# [THE EXERCISE]
Emit the line that holds "Where can you find the black square" and all lines following it through the end of the data, verbatim, and nothing else.

[Photo object pointing records]
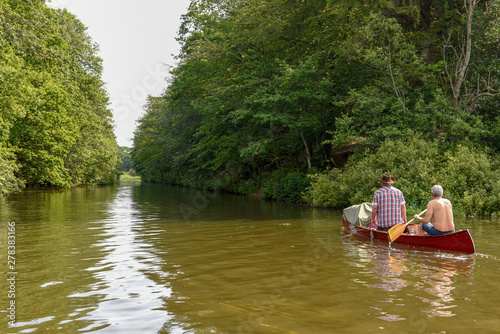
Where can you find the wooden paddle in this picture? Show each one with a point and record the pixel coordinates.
(398, 229)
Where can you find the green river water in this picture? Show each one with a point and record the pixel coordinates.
(138, 258)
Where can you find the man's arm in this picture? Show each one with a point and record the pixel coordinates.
(428, 215)
(374, 214)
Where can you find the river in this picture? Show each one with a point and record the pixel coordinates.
(138, 258)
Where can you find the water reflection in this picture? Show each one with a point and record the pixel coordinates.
(388, 267)
(436, 279)
(124, 290)
(439, 275)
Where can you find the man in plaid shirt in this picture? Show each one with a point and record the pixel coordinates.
(389, 206)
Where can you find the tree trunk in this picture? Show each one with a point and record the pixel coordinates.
(308, 153)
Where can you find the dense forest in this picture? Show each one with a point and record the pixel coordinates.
(56, 129)
(302, 100)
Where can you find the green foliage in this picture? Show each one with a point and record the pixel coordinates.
(126, 158)
(8, 167)
(54, 117)
(285, 187)
(468, 175)
(267, 87)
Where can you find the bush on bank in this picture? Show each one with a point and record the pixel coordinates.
(469, 176)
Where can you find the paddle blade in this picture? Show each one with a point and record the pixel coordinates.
(396, 231)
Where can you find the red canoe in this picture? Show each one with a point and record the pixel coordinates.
(460, 241)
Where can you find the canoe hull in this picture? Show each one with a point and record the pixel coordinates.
(460, 241)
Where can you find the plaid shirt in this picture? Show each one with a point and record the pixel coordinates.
(389, 201)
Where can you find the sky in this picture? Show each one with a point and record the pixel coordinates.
(137, 43)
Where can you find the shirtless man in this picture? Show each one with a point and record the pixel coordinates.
(441, 213)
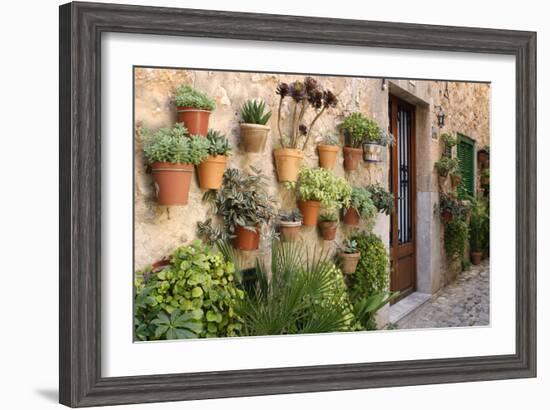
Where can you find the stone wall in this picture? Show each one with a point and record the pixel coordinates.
(158, 230)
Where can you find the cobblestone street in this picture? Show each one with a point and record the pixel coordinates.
(464, 302)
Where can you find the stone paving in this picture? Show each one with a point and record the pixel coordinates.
(464, 302)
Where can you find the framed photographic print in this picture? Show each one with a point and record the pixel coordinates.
(261, 204)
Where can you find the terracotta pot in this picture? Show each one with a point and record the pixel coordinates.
(350, 261)
(194, 119)
(172, 182)
(327, 155)
(289, 231)
(372, 152)
(310, 211)
(253, 137)
(288, 162)
(328, 230)
(476, 257)
(352, 157)
(211, 172)
(245, 239)
(351, 216)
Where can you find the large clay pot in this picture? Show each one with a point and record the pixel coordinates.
(352, 158)
(289, 230)
(246, 239)
(350, 261)
(253, 137)
(372, 152)
(327, 155)
(194, 119)
(328, 230)
(476, 257)
(288, 162)
(310, 211)
(211, 171)
(172, 182)
(351, 216)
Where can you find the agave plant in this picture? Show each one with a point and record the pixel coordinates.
(303, 293)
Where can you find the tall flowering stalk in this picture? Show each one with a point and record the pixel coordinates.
(303, 94)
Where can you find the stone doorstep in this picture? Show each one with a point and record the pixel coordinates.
(407, 305)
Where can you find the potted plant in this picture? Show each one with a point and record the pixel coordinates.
(382, 199)
(193, 108)
(316, 187)
(301, 96)
(211, 169)
(328, 150)
(290, 223)
(349, 256)
(171, 155)
(254, 130)
(244, 204)
(361, 206)
(354, 127)
(328, 222)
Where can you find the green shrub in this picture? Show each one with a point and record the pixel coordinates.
(187, 96)
(319, 184)
(194, 296)
(173, 145)
(254, 112)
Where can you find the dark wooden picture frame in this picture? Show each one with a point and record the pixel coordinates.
(81, 27)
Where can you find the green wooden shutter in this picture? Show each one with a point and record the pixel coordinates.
(465, 153)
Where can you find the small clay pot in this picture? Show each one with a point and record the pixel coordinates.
(211, 171)
(288, 162)
(352, 158)
(310, 211)
(349, 262)
(328, 230)
(327, 155)
(246, 239)
(253, 137)
(172, 182)
(194, 119)
(351, 216)
(476, 257)
(290, 231)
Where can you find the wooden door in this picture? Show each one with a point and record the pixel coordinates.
(402, 182)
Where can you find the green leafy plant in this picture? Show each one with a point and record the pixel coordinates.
(319, 184)
(254, 112)
(194, 296)
(304, 293)
(175, 146)
(383, 199)
(187, 96)
(242, 200)
(301, 96)
(217, 143)
(446, 165)
(362, 202)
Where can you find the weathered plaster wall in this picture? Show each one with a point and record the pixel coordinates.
(158, 230)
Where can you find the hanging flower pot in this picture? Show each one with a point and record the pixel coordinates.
(288, 162)
(254, 137)
(351, 216)
(349, 262)
(352, 158)
(246, 239)
(372, 152)
(211, 171)
(327, 155)
(290, 231)
(172, 182)
(328, 230)
(310, 211)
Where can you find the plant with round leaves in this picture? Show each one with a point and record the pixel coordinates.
(187, 96)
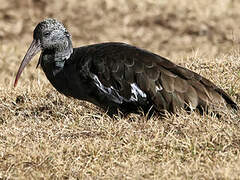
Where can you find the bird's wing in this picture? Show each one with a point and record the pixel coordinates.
(129, 70)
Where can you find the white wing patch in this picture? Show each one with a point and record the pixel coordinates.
(158, 88)
(136, 91)
(113, 93)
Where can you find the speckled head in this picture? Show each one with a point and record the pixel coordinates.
(52, 37)
(49, 25)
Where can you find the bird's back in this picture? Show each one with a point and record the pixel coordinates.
(124, 77)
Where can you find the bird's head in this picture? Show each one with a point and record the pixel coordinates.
(52, 37)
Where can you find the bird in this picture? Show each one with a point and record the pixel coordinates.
(119, 77)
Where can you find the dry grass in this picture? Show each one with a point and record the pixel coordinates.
(46, 135)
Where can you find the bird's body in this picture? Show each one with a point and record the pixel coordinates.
(118, 76)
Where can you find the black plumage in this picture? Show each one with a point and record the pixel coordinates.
(118, 76)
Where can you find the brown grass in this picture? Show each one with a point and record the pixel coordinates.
(46, 135)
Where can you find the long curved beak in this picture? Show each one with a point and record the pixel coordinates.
(34, 48)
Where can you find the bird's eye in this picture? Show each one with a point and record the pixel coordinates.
(46, 33)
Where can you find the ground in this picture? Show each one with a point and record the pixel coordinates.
(46, 135)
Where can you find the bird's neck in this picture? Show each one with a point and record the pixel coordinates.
(57, 56)
(63, 53)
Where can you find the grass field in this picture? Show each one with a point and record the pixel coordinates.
(46, 135)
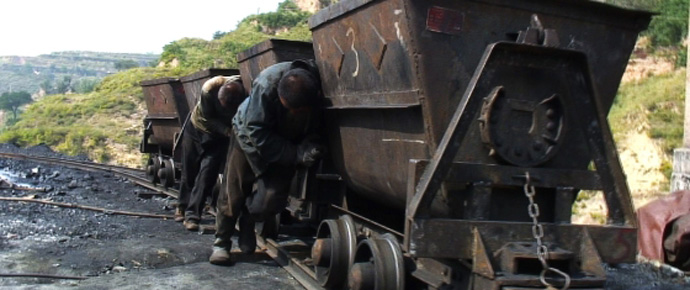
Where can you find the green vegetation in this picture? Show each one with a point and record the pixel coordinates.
(86, 123)
(656, 103)
(109, 109)
(11, 101)
(221, 52)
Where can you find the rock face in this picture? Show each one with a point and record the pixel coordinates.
(313, 5)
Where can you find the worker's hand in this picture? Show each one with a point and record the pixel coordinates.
(228, 132)
(308, 153)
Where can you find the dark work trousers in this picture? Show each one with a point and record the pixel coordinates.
(191, 149)
(206, 155)
(237, 187)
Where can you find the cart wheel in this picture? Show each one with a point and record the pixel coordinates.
(378, 265)
(333, 251)
(166, 173)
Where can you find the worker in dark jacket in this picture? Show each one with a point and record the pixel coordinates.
(205, 144)
(273, 130)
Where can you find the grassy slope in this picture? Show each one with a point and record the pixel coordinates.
(106, 125)
(87, 123)
(647, 122)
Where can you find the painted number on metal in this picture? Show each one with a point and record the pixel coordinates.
(444, 20)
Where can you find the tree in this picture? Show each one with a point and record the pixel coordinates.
(11, 101)
(64, 85)
(86, 85)
(126, 64)
(219, 34)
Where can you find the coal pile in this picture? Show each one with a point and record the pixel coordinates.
(49, 239)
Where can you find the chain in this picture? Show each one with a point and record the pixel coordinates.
(538, 234)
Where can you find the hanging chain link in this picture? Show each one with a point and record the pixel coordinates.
(538, 234)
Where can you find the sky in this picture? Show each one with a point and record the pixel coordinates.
(33, 27)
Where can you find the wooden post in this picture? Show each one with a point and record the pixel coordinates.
(680, 179)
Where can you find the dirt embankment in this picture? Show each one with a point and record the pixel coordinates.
(641, 156)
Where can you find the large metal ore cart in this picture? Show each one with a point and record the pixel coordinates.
(167, 107)
(481, 121)
(257, 58)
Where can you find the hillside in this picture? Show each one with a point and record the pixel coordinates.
(20, 73)
(106, 124)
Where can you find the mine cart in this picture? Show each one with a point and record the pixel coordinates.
(166, 105)
(255, 59)
(192, 83)
(476, 124)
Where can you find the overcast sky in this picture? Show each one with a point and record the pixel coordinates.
(33, 27)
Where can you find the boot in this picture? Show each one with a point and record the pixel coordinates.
(179, 214)
(191, 225)
(220, 256)
(247, 238)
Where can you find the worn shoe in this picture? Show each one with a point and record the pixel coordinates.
(191, 225)
(179, 215)
(220, 256)
(247, 238)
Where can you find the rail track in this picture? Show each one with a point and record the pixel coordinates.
(291, 253)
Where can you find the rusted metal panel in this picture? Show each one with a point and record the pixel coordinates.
(255, 59)
(393, 61)
(165, 101)
(430, 238)
(192, 83)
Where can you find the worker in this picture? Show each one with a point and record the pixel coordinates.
(273, 135)
(205, 145)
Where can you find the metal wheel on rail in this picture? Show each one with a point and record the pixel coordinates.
(152, 167)
(333, 251)
(166, 173)
(378, 265)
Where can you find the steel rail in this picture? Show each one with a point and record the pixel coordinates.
(304, 274)
(133, 174)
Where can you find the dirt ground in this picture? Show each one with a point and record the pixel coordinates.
(123, 252)
(112, 251)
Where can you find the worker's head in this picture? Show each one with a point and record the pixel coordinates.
(231, 95)
(298, 90)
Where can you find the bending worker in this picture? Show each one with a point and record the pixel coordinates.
(205, 145)
(273, 130)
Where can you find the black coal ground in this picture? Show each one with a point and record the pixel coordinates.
(123, 252)
(112, 251)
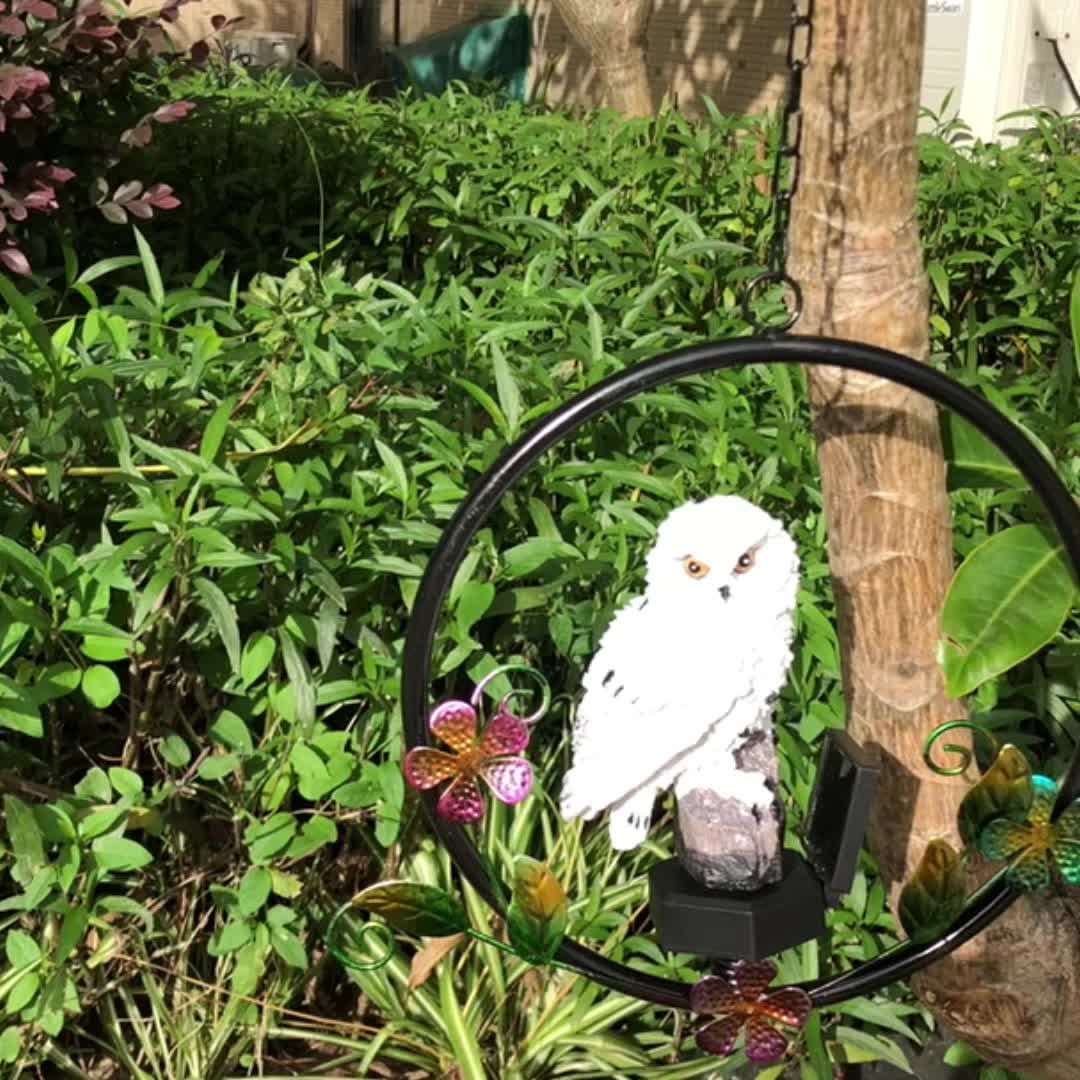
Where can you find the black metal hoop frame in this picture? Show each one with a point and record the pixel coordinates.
(904, 959)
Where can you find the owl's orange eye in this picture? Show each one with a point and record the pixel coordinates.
(745, 561)
(694, 568)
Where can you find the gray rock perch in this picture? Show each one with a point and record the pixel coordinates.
(724, 844)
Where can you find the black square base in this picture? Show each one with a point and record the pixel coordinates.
(736, 926)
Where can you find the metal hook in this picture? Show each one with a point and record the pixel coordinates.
(541, 682)
(380, 929)
(772, 278)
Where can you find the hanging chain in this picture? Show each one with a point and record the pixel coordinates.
(785, 181)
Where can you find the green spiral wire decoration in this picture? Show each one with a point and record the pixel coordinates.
(964, 753)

# [RESPONSE]
Where can you find the black square base in this picture? Show each one with a point and record the pixel coordinates.
(736, 926)
Where can you find the metal hook in this picture? Show each one with a point and record the pixel coordinates.
(541, 682)
(380, 929)
(772, 278)
Where can you find the hanging chain in this picture? Show each one with a point and record the pixel coordinates.
(785, 181)
Where can you find the green spiral wire decoration in this picture? Show each one with a point and record the pixel coordinates.
(964, 753)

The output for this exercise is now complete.